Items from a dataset
::::::::::
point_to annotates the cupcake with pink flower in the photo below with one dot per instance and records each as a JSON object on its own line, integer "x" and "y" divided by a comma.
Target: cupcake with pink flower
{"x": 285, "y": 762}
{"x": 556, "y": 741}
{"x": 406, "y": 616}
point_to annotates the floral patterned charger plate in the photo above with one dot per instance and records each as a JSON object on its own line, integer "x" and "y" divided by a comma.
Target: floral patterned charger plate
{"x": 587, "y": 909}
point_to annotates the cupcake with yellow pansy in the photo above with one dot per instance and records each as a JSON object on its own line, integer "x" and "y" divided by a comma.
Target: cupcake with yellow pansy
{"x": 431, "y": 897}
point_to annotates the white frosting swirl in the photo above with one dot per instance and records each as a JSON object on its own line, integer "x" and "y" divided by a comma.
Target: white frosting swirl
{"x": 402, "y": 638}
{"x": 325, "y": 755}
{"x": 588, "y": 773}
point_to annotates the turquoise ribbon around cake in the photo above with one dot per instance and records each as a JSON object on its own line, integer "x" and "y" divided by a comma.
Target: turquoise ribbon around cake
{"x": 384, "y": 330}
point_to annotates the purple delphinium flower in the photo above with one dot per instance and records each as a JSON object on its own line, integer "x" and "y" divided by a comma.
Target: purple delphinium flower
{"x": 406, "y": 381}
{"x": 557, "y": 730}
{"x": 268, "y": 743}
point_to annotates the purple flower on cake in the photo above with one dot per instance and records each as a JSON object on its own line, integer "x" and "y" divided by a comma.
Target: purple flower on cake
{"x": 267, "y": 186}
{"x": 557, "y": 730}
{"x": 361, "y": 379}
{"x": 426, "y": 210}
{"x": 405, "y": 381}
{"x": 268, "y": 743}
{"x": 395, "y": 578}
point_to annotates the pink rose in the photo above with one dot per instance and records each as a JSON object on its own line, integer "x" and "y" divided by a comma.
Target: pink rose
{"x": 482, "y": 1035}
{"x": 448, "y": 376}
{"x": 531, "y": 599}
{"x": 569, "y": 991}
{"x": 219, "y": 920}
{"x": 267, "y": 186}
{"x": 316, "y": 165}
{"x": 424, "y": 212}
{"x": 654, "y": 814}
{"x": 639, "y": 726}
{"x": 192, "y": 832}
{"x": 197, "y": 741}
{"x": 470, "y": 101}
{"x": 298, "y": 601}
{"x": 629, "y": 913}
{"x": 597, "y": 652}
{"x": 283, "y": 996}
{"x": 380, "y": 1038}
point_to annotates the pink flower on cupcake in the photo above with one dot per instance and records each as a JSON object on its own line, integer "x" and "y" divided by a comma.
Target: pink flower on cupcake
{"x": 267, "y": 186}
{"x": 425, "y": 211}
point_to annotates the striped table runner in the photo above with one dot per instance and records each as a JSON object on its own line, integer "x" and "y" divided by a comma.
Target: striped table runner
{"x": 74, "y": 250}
::::::::::
-- What the task asks --
Rewrite the entries from the line with "point_to annotates the striped" through the end of the entries, keeping every line including the requests, and shift each x and y coordinate in the answers by -121.

-- Full answer --
point_to annotates the striped table runner in the photo above with one dot per instance and records each as a JSON object on its own line, integer "x" and "y" divided by a comma.
Target: striped table runner
{"x": -47, "y": 129}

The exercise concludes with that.